Please change "blue plastic crate" to "gray metal crate" and write out again the lines from the first one through the line containing "[[130,138],[131,143],[150,143],[151,134],[132,133]]", inclusive. Leave everything else in those lines as it is.

Boundary labeling items ::
----
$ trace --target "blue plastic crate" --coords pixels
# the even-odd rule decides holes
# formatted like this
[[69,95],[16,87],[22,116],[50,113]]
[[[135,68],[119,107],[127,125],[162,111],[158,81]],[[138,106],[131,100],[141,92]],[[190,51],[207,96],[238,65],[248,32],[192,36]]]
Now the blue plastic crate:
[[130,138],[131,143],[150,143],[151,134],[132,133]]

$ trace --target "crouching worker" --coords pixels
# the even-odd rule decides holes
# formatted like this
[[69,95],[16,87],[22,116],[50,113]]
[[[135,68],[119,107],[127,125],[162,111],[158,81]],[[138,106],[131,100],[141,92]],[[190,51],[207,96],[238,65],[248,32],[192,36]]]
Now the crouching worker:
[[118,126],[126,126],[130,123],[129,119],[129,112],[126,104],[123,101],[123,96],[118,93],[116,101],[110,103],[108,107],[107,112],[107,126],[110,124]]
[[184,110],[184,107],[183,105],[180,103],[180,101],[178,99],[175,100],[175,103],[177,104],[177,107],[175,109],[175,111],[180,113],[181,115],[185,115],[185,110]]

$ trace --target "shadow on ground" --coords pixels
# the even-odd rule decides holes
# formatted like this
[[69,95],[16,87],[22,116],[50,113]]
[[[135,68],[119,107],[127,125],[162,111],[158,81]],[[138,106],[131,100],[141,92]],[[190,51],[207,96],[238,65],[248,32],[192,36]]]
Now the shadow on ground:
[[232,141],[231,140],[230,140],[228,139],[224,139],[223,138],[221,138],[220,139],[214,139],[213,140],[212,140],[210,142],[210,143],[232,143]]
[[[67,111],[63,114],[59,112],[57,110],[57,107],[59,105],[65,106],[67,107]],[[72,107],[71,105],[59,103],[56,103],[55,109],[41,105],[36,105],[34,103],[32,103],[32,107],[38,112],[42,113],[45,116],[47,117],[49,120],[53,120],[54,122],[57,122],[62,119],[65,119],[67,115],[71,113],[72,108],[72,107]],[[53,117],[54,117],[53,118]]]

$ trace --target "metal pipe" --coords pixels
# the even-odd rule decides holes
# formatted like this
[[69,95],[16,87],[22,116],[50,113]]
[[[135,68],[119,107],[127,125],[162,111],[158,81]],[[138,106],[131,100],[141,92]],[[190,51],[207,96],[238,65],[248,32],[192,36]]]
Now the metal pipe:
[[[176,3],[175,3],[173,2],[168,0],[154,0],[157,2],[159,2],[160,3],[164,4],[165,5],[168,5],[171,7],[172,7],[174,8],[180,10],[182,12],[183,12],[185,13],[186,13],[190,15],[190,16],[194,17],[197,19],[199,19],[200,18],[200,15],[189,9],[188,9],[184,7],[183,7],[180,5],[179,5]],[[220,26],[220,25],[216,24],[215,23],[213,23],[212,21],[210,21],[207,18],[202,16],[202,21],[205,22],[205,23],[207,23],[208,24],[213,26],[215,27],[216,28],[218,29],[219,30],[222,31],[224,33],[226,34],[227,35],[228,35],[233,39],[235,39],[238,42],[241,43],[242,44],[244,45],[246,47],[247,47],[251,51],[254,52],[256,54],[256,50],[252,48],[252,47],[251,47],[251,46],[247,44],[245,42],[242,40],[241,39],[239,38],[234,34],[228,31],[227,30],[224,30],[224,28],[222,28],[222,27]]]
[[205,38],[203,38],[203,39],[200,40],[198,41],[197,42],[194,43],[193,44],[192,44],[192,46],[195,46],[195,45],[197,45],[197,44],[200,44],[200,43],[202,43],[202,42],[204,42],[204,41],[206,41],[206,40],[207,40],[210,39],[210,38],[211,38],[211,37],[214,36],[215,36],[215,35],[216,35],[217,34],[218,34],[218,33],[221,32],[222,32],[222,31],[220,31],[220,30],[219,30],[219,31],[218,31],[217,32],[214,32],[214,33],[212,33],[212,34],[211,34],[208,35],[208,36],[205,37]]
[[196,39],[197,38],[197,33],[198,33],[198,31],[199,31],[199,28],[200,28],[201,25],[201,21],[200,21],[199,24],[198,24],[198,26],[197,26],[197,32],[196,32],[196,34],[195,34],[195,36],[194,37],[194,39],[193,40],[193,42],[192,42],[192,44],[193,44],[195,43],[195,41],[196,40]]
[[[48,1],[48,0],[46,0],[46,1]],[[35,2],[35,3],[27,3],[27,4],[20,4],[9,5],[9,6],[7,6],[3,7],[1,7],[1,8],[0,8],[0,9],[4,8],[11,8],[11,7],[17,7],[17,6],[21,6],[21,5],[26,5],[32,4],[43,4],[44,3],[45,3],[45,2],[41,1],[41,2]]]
----
EXERCISE ANSWER ::
$ trace --target "gray metal crate" --coords pixels
# the even-odd rule decides holes
# formatted like this
[[69,95],[16,87],[22,116],[50,113]]
[[[135,68],[119,107],[127,125],[162,111],[158,81]],[[138,106],[131,100],[141,92]],[[190,51],[207,96],[238,65],[248,32],[192,36]]]
Now the gray metal crate:
[[130,138],[131,143],[150,143],[151,134],[132,133]]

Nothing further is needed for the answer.